Instruction => Reproduce the items below verbatim, starting at the beginning of the items and going on through the line with "<point>323,870</point>". Leave the pictures out of your answer.

Entries for labeling locations in images
########################################

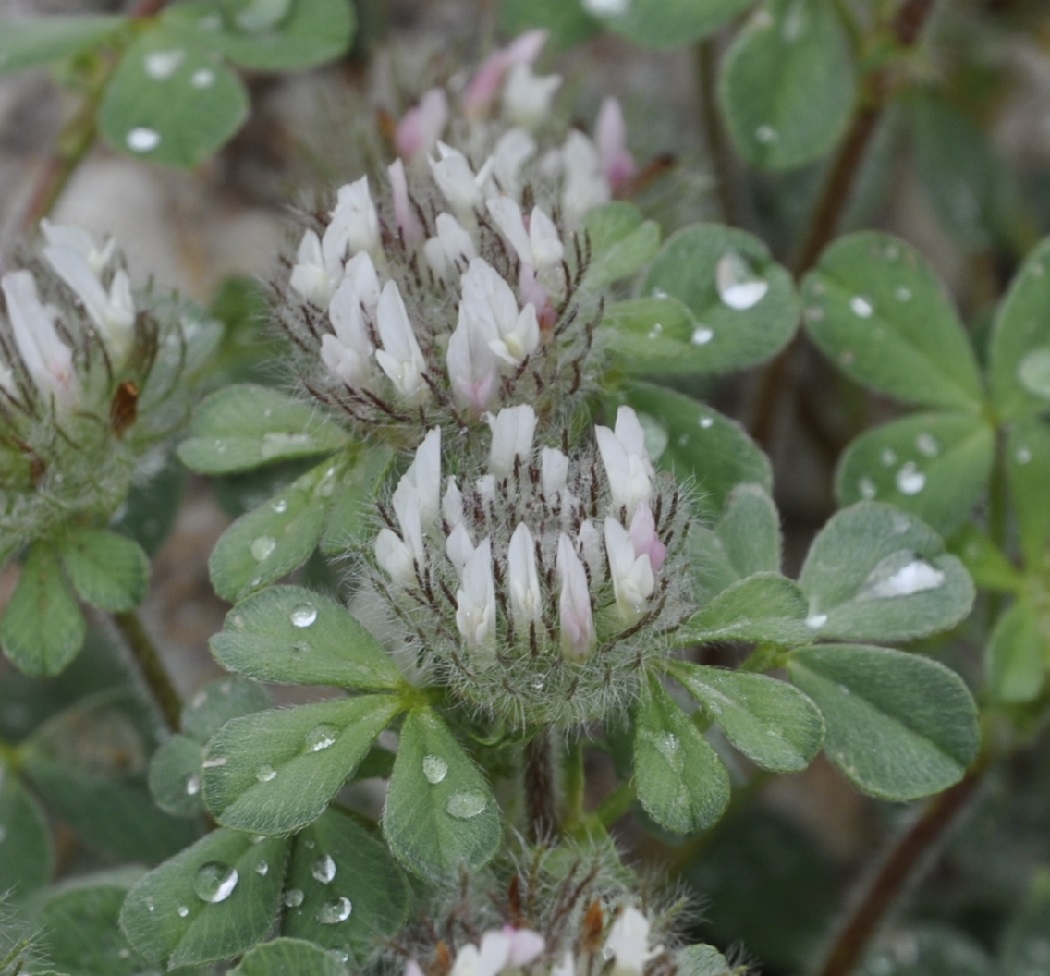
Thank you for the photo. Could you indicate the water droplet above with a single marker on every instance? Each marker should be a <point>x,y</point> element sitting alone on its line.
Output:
<point>738,287</point>
<point>293,897</point>
<point>927,445</point>
<point>435,768</point>
<point>321,738</point>
<point>303,615</point>
<point>323,870</point>
<point>162,64</point>
<point>261,547</point>
<point>861,306</point>
<point>1034,372</point>
<point>214,882</point>
<point>143,139</point>
<point>466,804</point>
<point>334,911</point>
<point>910,480</point>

########################################

Full output =>
Thank you for the photo. Could you indicate the water droplet above with a single marker on every instance? Each marker should be a <point>x,y</point> element sitting alone on its line.
Output:
<point>738,287</point>
<point>293,897</point>
<point>927,445</point>
<point>435,768</point>
<point>321,738</point>
<point>303,615</point>
<point>323,870</point>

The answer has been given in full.